WORK REQUEST: Take the line that contains "Where can the parking" as the first and the last line of the material as the final one; set down exactly the lines in that span.

### DATA TO USE ###

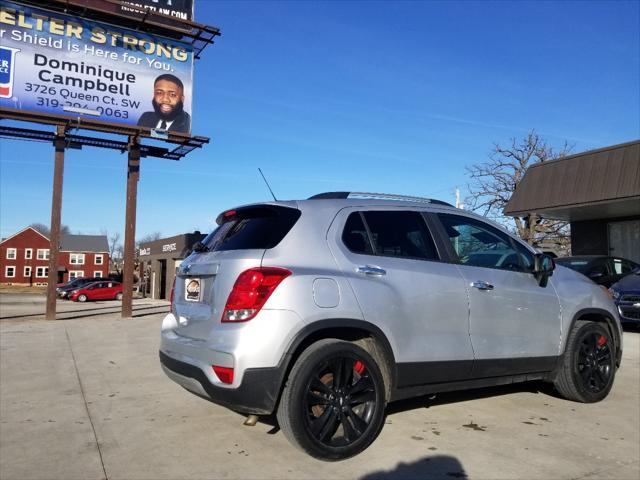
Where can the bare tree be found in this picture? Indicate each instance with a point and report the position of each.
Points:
(494, 181)
(43, 229)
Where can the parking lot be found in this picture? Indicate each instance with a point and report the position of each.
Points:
(84, 397)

###

ANSWER SPACE:
Where can the parking lot be found in this picture? Indicate each instance with a point and report the position of each.
Points:
(84, 397)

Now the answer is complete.